(Segmentation mask data)
--
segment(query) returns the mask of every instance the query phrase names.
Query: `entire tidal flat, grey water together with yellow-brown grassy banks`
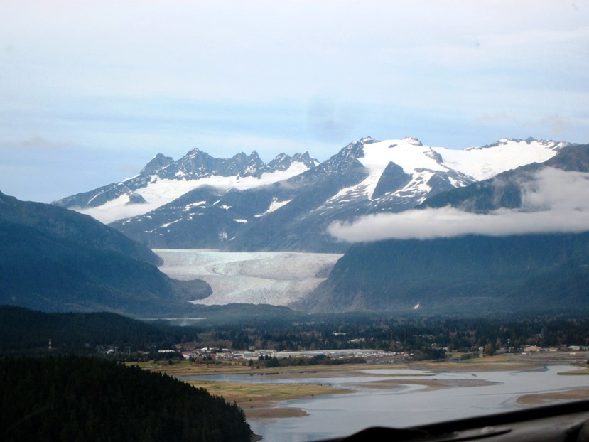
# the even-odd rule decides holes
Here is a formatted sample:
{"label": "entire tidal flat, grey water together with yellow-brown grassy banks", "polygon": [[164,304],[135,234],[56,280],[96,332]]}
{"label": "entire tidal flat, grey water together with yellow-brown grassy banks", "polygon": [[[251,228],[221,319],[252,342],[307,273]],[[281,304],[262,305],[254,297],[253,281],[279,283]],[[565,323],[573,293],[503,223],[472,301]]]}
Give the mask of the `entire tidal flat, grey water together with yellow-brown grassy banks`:
{"label": "entire tidal flat, grey water together with yellow-brown grassy banks", "polygon": [[[252,368],[163,366],[175,377],[235,401],[254,432],[313,441],[367,426],[411,426],[558,401],[589,399],[589,354],[500,355],[445,362]],[[577,376],[560,376],[576,372]],[[583,373],[583,374],[581,374]],[[337,428],[325,422],[337,421]]]}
--
Please copy the data above exactly, omitting the pictures.

segment(query) returns the mask of every instance the query phrase names.
Query: `entire tidal flat, grey water together with yellow-brown grassy banks`
# the even-odd rule decides holes
Here is a formatted sample:
{"label": "entire tidal flat, grey water together with yellow-brown grassy banks", "polygon": [[164,304],[135,234],[56,280],[96,332]]}
{"label": "entire tidal flat, grey water together with yellow-brown grassy banks", "polygon": [[[251,228],[221,319],[252,342],[307,273]],[[281,304],[262,305],[254,297],[253,281],[279,283]],[[565,323],[573,293],[503,223],[472,301]]]}
Give the mask of the `entire tidal flat, grey water together with yellow-brown grassy banks`:
{"label": "entire tidal flat, grey water together with yellow-brown grassy banks", "polygon": [[[252,368],[163,366],[175,377],[235,401],[254,432],[313,441],[367,426],[411,426],[558,401],[589,399],[589,354],[500,355],[445,362]],[[577,376],[560,376],[576,372]],[[583,373],[583,374],[581,374]],[[337,428],[325,422],[337,421]]]}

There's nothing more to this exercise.